**EXERCISE AIM**
Transcribe the records below exactly as written, from the opening line through the line that contains "drop a point: the black alloy wheel".

### DATA TO PROCESS ###

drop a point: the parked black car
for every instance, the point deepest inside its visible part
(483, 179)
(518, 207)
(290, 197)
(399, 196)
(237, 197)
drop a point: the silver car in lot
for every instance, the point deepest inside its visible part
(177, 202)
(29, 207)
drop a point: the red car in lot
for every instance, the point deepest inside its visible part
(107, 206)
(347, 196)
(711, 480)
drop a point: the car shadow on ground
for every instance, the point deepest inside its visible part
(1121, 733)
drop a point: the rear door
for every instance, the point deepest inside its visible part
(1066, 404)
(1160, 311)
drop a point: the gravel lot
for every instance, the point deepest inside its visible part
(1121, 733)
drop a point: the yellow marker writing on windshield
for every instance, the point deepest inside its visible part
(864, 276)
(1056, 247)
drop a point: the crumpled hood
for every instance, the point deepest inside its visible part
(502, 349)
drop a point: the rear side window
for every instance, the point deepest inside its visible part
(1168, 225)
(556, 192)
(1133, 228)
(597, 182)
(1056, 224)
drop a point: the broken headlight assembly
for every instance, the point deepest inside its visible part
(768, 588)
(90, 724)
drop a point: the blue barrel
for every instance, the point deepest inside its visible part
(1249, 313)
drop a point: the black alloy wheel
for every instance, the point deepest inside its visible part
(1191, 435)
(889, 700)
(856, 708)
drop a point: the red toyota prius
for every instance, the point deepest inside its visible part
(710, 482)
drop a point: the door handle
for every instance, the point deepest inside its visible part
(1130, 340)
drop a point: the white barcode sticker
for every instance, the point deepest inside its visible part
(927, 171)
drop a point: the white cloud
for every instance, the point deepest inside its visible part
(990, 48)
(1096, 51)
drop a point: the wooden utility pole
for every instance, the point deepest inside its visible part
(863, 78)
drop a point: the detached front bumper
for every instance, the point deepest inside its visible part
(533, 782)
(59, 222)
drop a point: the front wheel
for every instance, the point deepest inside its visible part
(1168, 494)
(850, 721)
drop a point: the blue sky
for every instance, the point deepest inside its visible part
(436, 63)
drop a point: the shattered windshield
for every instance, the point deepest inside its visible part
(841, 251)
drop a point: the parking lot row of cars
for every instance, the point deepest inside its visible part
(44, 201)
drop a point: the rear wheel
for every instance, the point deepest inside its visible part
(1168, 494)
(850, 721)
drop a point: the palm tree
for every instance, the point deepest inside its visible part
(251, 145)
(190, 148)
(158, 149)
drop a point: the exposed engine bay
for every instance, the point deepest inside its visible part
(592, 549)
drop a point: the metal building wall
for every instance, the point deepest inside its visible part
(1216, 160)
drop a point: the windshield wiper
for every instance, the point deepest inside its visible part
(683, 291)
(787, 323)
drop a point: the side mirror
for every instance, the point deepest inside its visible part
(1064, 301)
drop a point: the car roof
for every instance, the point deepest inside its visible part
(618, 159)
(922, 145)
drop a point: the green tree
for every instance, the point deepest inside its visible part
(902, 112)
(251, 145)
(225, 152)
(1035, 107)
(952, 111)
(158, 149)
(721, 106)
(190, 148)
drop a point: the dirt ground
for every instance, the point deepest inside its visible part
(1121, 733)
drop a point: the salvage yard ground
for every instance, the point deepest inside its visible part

###

**ANSWER TO THE EXERCISE**
drop a point: the parked black car
for every instance, the point deepest inside its visible part
(483, 179)
(518, 207)
(290, 197)
(399, 196)
(237, 197)
drop a point: the silver car in lot
for every instance, the point deepest inside its visible part
(177, 202)
(29, 207)
drop a point: the red car in lot
for every instance, the point deepest inside its visible part
(107, 206)
(347, 196)
(711, 480)
drop a point: the car shadow on ground
for every instance, the point deepest inside its visible part
(1121, 733)
drop a point: the rear door
for every instance, the point deepest inside its visible part
(1066, 404)
(1160, 311)
drop a point: the gravel lot
for every instance, the point deepest inside its visible part
(1121, 733)
drop a point: the yellow marker writing on windshield
for every instance, the point deepest inside its visible part
(864, 276)
(1056, 247)
drop a point: the crumpled hood
for every instance, the point deepest inside its visible part
(502, 349)
drop a point: the rear side window
for every instance, the point deepest inside its visible part
(1168, 225)
(556, 192)
(1133, 228)
(597, 182)
(1056, 224)
drop a point: the broken headlight assembly
for every instance, the point deepest inside its visible part
(768, 588)
(90, 724)
drop a point: the blue barrel
for every instance, the point deepest inside its visible part
(1249, 313)
drop a point: the black alloy wheel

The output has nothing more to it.